• _REQUIREMENT_: In the Y2K discussion below, until what date does the expensive mechanical watch display year, month, day and weekday correctly?

• _EXCERPT PROVIDED_:
The real world runs a great deal of very fragile code. I've seen
quite a bit of it running at customer sites, and again that's just
incidental to my actual job. I rarely look at customer code, but
the bits I do see are not, in fact, particularly tolerant of faults.

A great deal of effort went into fixing real bugs in real code before
the rollover. It was a problem and it was handled. Those who claim
there was no problem are just as misinformed as those who hyped it
beforehand.

--
Michael Wojcik mi************@ microfocus.com

They had forgathered enough of course in all the various times; they had
again and again, since that first night at the theatre, been face to face
over their question; but they had never been so alone together as they were
actually alone - their talk hadn't yet been so supremely for themselves.
-- Henry James
Nov 14 '05 #85
In article <c9********@lib rary1.airnews.n et>,
go***********@b urditt.org (Gordon Burditt) wrote:
There were a bunch of ads for "Y2K-compatible" watches. Most of
those watches were really old and didn't even indicate the day of
the week or the day of the month, much less the year. But they
WERE "Y2K-compatible"! Somebody even tried to make watches Y2K
compatible by sticking tape over the month and the year display,
and charge double for that.


There is one company that proudly produces a very VERY expensive
non-Y2100 compatible watch. It is a mechanical watch, and displays year,
month, day and weekday correctly until March 1st 2100. At that time,
some part has to be replaced, but the replacement is already included in
the price when you buy it today.

• _SOURCE DATA_:

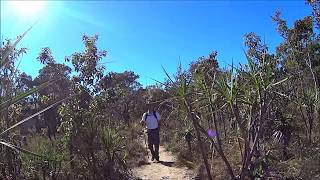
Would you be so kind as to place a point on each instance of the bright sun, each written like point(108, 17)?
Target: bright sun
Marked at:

• _TASK RESPONSE_: Until March 1st 2100.